(Stored records)
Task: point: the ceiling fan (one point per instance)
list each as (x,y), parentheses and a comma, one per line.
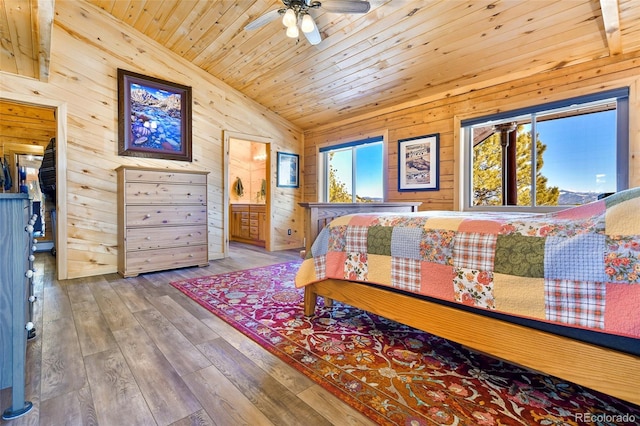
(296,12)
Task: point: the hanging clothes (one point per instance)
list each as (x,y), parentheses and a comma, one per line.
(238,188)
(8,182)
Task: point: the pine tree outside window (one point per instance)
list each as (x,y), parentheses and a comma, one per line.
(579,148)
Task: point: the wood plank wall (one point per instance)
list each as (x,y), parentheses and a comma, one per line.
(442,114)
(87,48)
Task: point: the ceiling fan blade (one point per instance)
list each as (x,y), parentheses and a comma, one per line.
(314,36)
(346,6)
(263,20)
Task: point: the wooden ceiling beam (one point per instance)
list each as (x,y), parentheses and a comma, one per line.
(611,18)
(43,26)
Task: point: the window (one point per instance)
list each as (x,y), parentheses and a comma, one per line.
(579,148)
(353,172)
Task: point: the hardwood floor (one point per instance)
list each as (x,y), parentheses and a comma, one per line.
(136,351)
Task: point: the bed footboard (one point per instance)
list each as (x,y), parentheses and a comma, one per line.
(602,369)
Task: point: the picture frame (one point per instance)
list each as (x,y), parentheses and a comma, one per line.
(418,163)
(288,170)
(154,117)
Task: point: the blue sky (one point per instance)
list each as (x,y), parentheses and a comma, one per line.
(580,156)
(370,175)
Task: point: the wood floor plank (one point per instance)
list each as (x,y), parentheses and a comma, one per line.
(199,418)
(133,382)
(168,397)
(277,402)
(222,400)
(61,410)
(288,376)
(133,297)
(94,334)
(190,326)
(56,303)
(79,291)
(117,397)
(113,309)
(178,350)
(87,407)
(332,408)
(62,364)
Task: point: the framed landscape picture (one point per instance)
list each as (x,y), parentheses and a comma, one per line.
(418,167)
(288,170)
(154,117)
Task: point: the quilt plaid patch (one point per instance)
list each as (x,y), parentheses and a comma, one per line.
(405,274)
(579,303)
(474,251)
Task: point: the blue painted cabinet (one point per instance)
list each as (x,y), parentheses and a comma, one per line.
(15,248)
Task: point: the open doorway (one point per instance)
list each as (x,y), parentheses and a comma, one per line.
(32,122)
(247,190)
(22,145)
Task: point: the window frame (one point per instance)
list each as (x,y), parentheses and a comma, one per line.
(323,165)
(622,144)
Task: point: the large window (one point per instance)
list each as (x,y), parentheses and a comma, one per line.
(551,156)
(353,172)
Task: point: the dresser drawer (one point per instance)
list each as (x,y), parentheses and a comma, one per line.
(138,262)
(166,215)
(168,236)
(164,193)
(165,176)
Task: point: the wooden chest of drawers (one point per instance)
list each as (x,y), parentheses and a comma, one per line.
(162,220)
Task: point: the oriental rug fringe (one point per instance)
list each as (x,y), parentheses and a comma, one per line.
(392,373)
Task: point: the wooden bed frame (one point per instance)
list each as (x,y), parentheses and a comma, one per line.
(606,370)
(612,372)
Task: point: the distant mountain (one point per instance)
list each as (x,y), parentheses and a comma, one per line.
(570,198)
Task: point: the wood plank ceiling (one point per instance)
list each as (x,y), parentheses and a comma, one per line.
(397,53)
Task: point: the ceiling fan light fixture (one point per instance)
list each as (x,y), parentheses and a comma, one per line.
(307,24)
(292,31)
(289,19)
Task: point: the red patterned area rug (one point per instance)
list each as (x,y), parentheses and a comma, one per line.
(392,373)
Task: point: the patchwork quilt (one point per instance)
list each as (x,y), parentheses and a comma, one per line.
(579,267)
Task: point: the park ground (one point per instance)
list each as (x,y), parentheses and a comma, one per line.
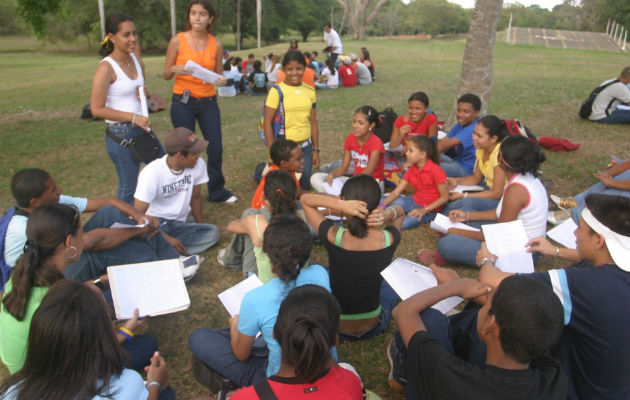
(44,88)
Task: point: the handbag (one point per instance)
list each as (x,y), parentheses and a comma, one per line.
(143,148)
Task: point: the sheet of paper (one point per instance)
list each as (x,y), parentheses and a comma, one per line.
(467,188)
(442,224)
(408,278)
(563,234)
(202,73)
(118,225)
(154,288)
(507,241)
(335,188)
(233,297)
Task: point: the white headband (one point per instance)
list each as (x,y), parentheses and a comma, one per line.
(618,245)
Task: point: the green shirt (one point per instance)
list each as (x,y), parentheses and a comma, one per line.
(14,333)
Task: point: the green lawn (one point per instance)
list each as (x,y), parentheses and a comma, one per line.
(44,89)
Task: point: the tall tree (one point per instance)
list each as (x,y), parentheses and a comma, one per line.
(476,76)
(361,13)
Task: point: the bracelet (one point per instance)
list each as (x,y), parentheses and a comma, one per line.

==

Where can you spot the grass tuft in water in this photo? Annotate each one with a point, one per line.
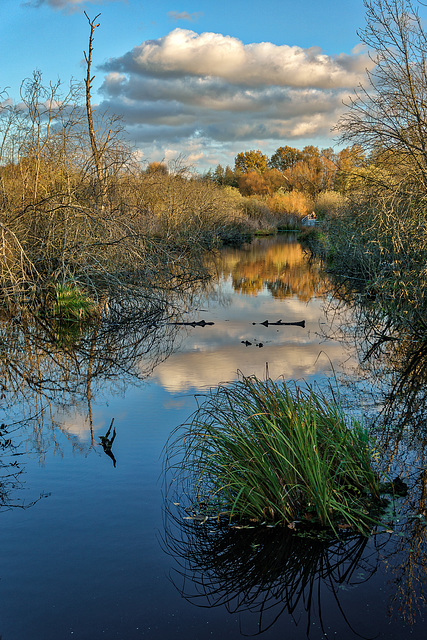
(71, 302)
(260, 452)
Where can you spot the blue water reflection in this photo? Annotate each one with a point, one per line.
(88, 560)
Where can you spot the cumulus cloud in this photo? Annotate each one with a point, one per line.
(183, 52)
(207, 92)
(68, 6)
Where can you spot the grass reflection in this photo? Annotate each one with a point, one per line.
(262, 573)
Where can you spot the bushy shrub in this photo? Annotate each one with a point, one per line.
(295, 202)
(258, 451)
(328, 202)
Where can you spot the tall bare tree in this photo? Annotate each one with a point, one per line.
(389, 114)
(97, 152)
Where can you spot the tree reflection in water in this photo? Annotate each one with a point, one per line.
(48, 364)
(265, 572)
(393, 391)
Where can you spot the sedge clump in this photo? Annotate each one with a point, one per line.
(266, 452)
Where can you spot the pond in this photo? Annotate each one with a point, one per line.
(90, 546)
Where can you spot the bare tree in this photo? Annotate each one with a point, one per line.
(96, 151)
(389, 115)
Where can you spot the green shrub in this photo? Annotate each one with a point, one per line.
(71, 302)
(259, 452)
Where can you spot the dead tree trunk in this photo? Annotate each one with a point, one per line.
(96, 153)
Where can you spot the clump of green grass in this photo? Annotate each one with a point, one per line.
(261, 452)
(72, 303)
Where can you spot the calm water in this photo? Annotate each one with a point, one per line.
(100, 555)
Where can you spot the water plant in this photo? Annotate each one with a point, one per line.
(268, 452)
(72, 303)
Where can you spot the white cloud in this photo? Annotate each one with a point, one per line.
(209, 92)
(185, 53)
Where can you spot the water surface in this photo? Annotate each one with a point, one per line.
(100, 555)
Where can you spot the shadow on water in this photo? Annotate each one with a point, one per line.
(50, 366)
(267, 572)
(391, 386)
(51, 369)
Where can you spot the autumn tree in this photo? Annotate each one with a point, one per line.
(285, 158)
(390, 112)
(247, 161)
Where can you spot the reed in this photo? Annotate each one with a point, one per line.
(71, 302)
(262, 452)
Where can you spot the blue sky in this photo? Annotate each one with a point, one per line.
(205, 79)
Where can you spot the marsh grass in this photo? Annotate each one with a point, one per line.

--

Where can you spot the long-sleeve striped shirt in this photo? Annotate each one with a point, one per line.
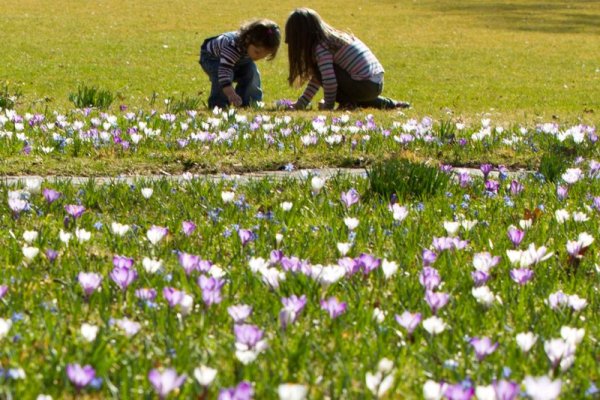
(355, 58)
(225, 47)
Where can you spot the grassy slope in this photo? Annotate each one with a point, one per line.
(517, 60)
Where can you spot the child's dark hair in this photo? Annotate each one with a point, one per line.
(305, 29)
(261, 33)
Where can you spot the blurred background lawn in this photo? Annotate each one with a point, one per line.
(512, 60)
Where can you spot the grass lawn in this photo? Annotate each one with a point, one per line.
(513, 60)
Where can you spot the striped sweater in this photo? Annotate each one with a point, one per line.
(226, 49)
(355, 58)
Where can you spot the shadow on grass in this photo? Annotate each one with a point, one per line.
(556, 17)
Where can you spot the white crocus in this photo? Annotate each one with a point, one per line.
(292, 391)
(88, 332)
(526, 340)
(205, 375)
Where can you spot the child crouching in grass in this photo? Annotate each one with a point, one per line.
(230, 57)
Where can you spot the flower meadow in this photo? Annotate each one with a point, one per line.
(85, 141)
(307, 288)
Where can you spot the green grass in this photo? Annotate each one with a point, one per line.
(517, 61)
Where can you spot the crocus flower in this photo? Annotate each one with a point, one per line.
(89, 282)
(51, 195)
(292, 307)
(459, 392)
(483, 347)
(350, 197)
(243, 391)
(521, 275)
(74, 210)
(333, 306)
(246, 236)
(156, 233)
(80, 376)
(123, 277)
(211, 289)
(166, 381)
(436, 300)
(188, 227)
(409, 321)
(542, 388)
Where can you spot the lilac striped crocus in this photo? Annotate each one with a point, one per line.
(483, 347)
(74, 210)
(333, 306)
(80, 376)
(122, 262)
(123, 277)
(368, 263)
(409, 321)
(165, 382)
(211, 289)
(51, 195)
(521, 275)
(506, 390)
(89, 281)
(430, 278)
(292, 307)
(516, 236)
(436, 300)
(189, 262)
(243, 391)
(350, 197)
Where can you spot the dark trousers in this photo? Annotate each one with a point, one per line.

What the exercise asks:
Could you restate, word for word, the lines above from the one with "Where can you spot the green grass" to the one with "Where can you spot the dark", both included?

Response below:
Where can you spot the green grass in this photo? Annotate each one with a point, one per line.
(517, 61)
Where can you spot the crocus flower in this photo? Annotate each one with a point, one per line.
(89, 282)
(51, 195)
(292, 307)
(459, 392)
(483, 347)
(350, 197)
(243, 391)
(521, 275)
(74, 210)
(333, 306)
(246, 236)
(156, 233)
(80, 376)
(123, 277)
(211, 289)
(166, 381)
(436, 300)
(188, 227)
(409, 321)
(542, 388)
Where can you spot the lilac striped crocus in this photo? Annotate each one with a point, one per line.
(483, 347)
(74, 210)
(333, 306)
(80, 376)
(122, 262)
(123, 277)
(368, 263)
(409, 321)
(165, 382)
(211, 289)
(51, 195)
(521, 275)
(506, 390)
(89, 281)
(430, 278)
(292, 307)
(516, 236)
(436, 300)
(189, 262)
(243, 391)
(350, 197)
Where can you spot the dark trousers in this photo? Annotate each one with a point, one per line.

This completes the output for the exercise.